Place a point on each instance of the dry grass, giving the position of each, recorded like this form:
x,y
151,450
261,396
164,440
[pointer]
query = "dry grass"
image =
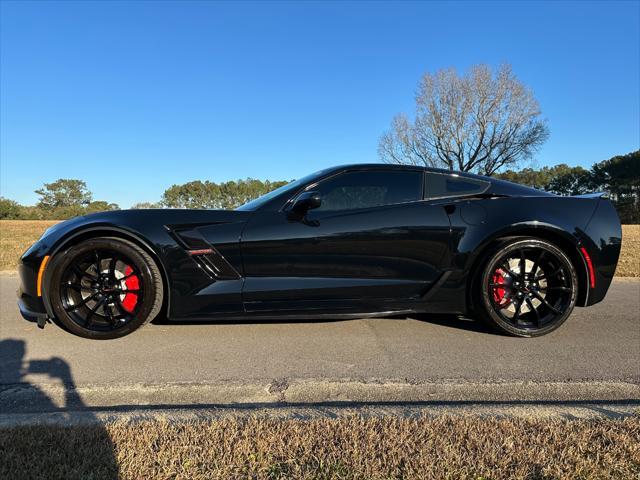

____

## EXERCISE DIRECTIONS:
Within the listing, how many lines include the string "grass"? Supply the number and no further words.

## EXPECTED ANSWER:
2